→ Given instruction
Can you copy out everything in the entries below from the line containing "Annotation task — pin every instance of the hair" down to the line containing "(1302, 523)", both lines included and requests kept as they are, shifting every answer coordinate by adding 91 to both its x and y values?

A block of data

* * * *

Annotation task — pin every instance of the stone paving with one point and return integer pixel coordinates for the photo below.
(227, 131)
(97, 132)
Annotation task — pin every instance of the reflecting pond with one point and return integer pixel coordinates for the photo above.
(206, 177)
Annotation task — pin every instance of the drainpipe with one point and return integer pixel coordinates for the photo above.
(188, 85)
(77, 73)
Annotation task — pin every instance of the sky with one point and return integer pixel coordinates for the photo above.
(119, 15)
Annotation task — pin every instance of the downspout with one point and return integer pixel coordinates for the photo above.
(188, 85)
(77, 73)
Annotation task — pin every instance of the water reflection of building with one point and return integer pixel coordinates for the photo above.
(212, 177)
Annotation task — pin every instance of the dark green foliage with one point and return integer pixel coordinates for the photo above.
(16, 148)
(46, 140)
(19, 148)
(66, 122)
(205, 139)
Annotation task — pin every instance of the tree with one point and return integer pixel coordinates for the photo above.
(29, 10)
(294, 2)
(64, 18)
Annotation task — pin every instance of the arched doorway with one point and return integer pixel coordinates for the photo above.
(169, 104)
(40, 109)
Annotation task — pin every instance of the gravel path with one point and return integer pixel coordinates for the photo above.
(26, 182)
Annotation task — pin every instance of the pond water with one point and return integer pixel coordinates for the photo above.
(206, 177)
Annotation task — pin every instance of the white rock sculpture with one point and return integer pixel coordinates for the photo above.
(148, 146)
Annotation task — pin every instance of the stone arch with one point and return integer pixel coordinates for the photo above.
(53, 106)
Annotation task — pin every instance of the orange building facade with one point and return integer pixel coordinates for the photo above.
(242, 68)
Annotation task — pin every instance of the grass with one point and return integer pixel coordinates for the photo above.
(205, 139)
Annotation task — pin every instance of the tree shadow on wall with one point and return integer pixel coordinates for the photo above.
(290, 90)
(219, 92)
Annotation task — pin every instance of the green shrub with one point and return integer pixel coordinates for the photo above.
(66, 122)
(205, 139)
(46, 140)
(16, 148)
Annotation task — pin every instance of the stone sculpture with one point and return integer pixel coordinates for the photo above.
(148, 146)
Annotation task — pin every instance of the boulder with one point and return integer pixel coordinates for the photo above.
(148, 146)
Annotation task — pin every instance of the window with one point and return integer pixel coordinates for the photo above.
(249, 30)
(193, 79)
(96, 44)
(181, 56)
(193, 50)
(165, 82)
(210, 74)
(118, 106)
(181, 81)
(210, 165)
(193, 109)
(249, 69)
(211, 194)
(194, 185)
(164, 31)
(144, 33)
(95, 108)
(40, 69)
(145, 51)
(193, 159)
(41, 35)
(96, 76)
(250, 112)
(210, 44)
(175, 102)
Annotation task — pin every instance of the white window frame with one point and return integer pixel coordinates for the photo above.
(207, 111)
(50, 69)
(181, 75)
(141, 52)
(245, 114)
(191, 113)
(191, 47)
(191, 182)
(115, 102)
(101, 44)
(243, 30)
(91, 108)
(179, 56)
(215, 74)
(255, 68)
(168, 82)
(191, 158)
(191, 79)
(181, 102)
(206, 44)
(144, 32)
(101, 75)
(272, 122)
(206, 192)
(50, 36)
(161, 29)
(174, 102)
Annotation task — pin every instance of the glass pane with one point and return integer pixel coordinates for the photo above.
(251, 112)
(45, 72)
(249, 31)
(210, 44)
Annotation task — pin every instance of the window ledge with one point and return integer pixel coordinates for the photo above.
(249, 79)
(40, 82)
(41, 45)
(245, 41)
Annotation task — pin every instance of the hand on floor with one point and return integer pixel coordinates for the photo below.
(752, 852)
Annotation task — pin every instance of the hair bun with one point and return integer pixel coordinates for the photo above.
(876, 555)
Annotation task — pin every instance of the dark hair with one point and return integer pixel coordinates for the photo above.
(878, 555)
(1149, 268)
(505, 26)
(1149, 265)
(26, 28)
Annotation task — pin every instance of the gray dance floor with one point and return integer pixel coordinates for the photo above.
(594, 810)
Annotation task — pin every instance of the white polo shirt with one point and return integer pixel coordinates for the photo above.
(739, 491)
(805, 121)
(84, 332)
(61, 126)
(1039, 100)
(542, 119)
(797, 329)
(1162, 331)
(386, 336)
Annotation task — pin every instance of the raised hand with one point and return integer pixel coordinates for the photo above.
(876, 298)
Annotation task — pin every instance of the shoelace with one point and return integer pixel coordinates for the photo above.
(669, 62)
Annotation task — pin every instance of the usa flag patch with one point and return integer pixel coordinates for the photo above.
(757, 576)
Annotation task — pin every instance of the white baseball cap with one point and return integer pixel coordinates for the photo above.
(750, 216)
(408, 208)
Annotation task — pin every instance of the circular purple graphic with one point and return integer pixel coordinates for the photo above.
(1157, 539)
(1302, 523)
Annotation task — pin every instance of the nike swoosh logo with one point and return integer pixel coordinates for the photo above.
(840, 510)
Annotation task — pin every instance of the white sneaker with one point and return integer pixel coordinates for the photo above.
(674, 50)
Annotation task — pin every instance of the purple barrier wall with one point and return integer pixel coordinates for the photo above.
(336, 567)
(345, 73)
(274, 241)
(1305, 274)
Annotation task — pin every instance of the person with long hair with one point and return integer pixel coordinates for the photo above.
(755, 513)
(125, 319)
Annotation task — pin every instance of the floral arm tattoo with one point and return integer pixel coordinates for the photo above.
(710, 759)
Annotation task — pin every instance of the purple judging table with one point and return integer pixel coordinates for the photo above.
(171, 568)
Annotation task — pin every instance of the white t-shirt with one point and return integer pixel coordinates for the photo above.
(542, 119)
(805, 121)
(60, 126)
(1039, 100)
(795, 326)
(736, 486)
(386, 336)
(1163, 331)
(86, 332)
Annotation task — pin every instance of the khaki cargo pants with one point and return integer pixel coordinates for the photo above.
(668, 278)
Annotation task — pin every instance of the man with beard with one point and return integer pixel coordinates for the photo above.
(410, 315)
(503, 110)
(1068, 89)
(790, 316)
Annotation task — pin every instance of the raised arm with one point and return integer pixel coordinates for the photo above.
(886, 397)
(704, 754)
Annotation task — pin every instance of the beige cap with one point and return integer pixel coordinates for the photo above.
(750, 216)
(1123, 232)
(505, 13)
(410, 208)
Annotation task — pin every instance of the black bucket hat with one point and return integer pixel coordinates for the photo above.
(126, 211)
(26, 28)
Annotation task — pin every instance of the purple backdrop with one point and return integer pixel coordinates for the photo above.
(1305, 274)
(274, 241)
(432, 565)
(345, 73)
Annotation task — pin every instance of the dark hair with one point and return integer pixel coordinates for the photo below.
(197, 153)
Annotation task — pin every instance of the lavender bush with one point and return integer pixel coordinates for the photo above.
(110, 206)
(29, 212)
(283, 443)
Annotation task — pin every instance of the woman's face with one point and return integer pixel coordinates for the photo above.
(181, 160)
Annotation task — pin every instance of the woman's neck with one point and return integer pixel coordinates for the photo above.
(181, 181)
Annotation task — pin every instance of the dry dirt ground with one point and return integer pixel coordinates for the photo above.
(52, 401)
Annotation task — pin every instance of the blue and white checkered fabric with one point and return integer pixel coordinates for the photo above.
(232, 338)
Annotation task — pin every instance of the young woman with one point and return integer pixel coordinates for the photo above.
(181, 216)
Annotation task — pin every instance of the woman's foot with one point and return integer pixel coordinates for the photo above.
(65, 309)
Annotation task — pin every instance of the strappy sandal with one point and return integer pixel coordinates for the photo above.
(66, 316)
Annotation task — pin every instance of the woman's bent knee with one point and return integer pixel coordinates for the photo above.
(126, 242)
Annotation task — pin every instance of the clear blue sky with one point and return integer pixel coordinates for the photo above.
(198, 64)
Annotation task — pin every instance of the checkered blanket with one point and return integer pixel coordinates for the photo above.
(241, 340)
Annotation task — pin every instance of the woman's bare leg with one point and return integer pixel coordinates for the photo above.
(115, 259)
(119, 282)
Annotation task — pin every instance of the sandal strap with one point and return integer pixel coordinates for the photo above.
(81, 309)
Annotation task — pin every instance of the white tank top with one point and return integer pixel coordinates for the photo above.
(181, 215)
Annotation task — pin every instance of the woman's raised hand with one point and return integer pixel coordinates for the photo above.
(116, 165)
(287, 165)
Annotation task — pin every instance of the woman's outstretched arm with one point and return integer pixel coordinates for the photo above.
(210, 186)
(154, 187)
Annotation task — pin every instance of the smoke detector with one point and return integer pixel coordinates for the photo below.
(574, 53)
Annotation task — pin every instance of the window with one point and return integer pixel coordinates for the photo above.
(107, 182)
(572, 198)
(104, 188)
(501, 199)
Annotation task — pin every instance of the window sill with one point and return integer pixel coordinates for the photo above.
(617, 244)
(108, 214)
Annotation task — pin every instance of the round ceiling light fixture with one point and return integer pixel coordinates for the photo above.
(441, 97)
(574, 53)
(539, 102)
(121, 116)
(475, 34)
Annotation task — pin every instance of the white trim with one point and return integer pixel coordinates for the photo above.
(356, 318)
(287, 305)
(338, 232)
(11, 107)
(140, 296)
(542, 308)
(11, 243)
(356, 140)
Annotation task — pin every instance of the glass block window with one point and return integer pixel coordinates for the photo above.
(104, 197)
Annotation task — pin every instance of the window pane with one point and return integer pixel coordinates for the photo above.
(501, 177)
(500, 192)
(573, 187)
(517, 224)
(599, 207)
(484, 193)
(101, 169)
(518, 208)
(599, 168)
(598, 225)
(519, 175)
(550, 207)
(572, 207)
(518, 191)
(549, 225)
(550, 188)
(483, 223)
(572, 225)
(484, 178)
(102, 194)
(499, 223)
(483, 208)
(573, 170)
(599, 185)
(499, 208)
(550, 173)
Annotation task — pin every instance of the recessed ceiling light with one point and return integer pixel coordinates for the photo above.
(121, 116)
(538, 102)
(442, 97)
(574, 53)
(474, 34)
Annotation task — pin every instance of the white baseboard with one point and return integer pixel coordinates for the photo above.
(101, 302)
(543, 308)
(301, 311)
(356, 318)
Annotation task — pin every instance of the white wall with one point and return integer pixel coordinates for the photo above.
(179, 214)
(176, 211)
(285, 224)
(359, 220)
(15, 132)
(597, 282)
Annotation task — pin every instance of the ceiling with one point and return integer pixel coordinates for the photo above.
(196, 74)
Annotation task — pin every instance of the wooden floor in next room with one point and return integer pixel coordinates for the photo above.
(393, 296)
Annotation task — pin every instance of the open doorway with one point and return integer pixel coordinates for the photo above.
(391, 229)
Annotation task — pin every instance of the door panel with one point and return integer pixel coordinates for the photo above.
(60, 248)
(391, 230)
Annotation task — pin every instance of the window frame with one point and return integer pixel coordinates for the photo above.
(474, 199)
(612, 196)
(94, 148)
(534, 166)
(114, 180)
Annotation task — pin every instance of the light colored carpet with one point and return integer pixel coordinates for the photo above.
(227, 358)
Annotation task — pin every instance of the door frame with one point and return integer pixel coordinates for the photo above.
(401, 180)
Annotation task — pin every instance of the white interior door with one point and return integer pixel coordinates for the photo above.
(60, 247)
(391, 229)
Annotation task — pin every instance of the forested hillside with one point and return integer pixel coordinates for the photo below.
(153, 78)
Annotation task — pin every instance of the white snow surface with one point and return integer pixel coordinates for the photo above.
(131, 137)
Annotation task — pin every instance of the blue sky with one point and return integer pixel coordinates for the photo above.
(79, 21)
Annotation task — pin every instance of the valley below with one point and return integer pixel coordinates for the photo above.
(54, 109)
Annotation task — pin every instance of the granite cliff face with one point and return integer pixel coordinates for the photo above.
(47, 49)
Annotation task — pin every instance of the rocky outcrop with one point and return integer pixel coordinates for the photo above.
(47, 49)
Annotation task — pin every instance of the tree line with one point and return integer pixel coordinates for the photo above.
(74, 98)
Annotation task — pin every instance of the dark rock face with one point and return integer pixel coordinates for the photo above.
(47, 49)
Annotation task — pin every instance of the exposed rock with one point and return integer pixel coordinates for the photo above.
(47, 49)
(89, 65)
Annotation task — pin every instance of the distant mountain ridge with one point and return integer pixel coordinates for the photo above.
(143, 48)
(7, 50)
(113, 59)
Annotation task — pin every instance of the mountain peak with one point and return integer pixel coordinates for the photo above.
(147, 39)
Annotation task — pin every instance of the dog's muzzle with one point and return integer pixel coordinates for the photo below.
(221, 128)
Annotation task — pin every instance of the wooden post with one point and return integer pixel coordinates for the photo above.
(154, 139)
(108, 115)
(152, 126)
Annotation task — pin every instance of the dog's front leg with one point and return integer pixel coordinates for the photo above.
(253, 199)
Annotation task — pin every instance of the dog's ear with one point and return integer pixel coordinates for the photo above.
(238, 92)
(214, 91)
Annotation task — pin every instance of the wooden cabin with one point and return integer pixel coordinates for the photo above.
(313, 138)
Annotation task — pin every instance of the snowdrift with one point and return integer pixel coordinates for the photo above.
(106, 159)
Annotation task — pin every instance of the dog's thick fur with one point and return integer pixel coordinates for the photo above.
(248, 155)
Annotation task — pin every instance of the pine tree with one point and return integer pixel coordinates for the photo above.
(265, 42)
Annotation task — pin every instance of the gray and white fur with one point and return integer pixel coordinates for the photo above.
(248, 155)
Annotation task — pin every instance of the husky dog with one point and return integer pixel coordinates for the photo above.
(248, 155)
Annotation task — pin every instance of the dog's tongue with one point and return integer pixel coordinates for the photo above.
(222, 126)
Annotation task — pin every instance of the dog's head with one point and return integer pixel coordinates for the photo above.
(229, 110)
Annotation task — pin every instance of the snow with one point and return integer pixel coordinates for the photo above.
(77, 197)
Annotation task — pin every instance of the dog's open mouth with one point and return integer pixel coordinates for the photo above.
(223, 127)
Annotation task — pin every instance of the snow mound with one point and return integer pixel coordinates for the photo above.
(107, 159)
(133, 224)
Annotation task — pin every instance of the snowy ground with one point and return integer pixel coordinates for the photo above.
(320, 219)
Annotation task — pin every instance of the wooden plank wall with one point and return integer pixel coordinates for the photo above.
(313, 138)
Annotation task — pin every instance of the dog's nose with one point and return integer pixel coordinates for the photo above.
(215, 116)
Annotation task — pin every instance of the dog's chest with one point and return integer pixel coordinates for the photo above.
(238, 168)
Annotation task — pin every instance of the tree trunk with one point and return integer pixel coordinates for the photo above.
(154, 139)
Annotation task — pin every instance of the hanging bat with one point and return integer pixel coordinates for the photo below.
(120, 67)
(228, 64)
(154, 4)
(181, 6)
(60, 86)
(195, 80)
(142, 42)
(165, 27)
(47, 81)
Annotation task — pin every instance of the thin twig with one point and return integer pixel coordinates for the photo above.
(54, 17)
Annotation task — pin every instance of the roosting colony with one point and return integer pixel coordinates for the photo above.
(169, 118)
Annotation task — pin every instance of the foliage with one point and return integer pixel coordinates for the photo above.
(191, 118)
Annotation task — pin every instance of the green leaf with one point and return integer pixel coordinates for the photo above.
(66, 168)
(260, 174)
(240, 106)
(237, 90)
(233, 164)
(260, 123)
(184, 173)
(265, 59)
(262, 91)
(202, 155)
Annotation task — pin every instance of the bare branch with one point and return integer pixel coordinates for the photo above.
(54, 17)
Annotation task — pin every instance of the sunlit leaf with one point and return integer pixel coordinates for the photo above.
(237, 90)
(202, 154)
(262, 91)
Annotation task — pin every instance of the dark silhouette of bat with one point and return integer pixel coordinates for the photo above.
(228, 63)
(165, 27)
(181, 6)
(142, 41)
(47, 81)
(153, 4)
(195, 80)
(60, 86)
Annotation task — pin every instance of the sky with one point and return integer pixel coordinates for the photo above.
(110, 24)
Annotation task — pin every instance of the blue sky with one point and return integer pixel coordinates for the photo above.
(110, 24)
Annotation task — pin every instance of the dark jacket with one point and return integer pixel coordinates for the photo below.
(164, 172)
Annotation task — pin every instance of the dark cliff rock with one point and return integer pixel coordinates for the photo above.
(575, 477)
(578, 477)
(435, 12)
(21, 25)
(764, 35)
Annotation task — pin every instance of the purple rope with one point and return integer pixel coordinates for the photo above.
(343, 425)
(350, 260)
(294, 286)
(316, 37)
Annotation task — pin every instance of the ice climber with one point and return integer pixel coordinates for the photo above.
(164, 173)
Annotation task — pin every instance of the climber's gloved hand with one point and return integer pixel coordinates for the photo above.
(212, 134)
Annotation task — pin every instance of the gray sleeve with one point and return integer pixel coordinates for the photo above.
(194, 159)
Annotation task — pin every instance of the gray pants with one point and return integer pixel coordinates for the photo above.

* * * *

→ Solved problem
Annotation task — pin every instance of the hair bun with one point and return integer pixel coordinates for the photo above.
(967, 646)
Annotation task — pin every instance of the dark hair with one point and return integer pixel coordinates for the photo above.
(969, 646)
(1240, 359)
(596, 117)
(1240, 356)
(117, 119)
Annotation task — pin every instance of the gray dance floor with one point and return integer pixel coordinates for the photo above.
(685, 901)
Annotation task — pin every instance of the white polo shirt with one point and return integer pixel coordinates for the photo above.
(830, 582)
(896, 212)
(175, 423)
(152, 217)
(1130, 191)
(633, 210)
(888, 420)
(1253, 422)
(477, 427)
Annotation task — pin every instance of the raised hand with one point and return integer pixel coordinates for the photo above.
(967, 389)
Annotation task — pin every instance of the shoelace with one point and return integer pixel coordinates for the photo above.
(760, 153)
Annotation task — pin every instance of the usa flag patch with one point and return integer pixel coordinates for the photo above.
(848, 667)
Annotation task — pin every instance of the white baseball cap with one point and return integer pixel coordinates for the photo above.
(841, 307)
(499, 299)
Annotation task — pin every instance of the circular purple graphic with one point and return integer pixel coordinates for the photo above.
(1248, 630)
(1393, 614)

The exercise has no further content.